* Task instructions
Pull out each line in the entries below that contains the word "metal", and copy every such line in full.

* Items from a data source
[start]

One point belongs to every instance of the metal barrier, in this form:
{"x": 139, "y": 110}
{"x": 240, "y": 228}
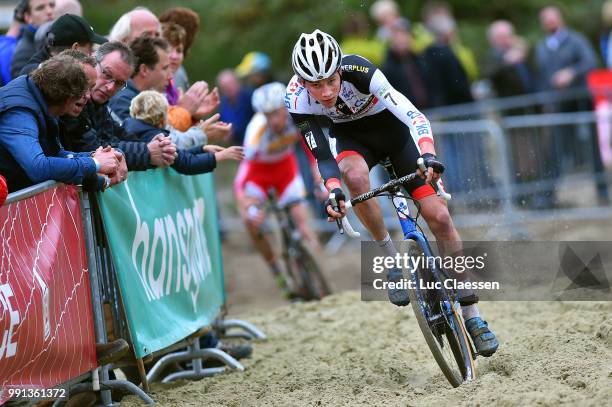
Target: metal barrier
{"x": 519, "y": 159}
{"x": 105, "y": 290}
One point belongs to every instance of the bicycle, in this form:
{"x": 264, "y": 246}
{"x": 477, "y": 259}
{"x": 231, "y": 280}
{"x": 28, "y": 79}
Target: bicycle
{"x": 304, "y": 276}
{"x": 437, "y": 310}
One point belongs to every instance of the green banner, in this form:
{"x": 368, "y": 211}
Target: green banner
{"x": 164, "y": 238}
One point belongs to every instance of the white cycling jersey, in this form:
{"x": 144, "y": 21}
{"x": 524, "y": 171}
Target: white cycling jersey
{"x": 364, "y": 91}
{"x": 263, "y": 145}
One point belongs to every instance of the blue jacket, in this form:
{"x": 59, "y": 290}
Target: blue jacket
{"x": 30, "y": 151}
{"x": 189, "y": 162}
{"x": 238, "y": 113}
{"x": 96, "y": 127}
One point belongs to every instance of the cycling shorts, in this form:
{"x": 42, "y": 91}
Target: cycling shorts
{"x": 376, "y": 137}
{"x": 256, "y": 178}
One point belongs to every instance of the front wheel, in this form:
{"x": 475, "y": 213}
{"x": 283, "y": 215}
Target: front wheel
{"x": 439, "y": 320}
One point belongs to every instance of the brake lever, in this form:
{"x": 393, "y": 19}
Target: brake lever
{"x": 335, "y": 207}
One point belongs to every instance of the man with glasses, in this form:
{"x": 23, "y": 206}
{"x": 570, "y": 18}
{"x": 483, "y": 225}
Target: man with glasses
{"x": 29, "y": 109}
{"x": 96, "y": 127}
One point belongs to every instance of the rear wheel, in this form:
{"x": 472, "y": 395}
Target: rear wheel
{"x": 442, "y": 326}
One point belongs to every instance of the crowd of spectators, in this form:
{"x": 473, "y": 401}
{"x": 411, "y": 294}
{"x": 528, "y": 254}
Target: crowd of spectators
{"x": 426, "y": 61}
{"x": 81, "y": 108}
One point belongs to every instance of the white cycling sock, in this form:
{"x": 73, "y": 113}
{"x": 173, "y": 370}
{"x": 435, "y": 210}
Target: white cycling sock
{"x": 469, "y": 311}
{"x": 387, "y": 246}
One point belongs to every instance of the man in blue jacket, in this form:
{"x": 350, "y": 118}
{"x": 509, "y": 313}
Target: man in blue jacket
{"x": 30, "y": 151}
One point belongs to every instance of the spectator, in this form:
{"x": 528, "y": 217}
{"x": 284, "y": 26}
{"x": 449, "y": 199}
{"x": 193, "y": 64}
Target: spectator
{"x": 3, "y": 190}
{"x": 175, "y": 35}
{"x": 404, "y": 69}
{"x": 95, "y": 126}
{"x": 565, "y": 56}
{"x": 61, "y": 7}
{"x": 8, "y": 42}
{"x": 437, "y": 13}
{"x": 152, "y": 73}
{"x": 384, "y": 12}
{"x": 448, "y": 82}
{"x": 193, "y": 103}
{"x": 563, "y": 60}
{"x": 29, "y": 148}
{"x": 68, "y": 31}
{"x": 36, "y": 13}
{"x": 133, "y": 24}
{"x": 190, "y": 21}
{"x": 357, "y": 39}
{"x": 235, "y": 107}
{"x": 149, "y": 116}
{"x": 255, "y": 69}
{"x": 507, "y": 64}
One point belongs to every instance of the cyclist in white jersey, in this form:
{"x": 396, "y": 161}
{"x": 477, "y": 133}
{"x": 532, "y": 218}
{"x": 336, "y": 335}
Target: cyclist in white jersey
{"x": 270, "y": 164}
{"x": 371, "y": 121}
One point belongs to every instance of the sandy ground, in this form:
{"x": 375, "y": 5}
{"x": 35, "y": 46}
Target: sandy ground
{"x": 342, "y": 351}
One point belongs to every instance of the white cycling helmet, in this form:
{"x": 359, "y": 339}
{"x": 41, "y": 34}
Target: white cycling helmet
{"x": 270, "y": 97}
{"x": 316, "y": 56}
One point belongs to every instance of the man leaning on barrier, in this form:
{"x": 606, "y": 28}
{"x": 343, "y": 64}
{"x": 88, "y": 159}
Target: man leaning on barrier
{"x": 30, "y": 151}
{"x": 95, "y": 126}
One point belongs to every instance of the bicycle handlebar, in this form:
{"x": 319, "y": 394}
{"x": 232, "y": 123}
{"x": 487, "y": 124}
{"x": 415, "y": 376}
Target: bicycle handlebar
{"x": 344, "y": 224}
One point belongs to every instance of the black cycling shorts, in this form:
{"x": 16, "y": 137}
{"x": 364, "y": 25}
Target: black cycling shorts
{"x": 375, "y": 138}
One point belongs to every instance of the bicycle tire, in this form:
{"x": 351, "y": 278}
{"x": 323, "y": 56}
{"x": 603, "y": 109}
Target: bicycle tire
{"x": 448, "y": 333}
{"x": 314, "y": 281}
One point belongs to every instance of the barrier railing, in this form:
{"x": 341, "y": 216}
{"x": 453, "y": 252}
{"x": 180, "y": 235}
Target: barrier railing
{"x": 97, "y": 237}
{"x": 520, "y": 159}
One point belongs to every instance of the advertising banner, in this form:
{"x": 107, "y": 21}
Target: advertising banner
{"x": 163, "y": 234}
{"x": 46, "y": 318}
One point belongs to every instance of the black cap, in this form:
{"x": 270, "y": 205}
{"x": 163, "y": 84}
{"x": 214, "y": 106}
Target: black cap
{"x": 69, "y": 29}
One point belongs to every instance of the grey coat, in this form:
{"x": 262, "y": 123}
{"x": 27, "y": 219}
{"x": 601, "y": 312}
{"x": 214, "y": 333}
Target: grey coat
{"x": 574, "y": 52}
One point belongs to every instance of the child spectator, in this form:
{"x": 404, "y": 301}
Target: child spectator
{"x": 149, "y": 117}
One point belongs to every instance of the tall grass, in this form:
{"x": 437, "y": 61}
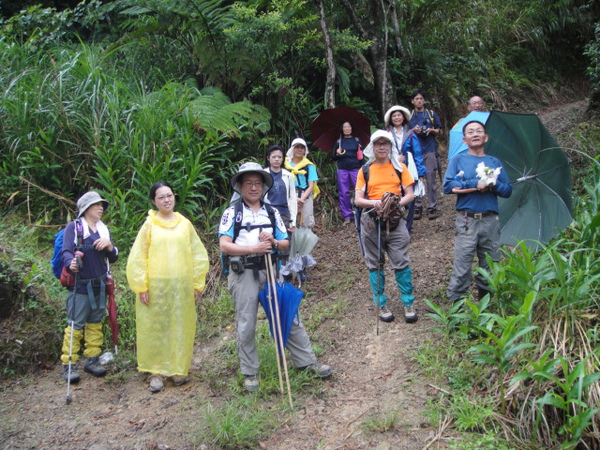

[end]

* Full response
One point belongs to every instance of the metal barrier, in this form:
Target: metal barrier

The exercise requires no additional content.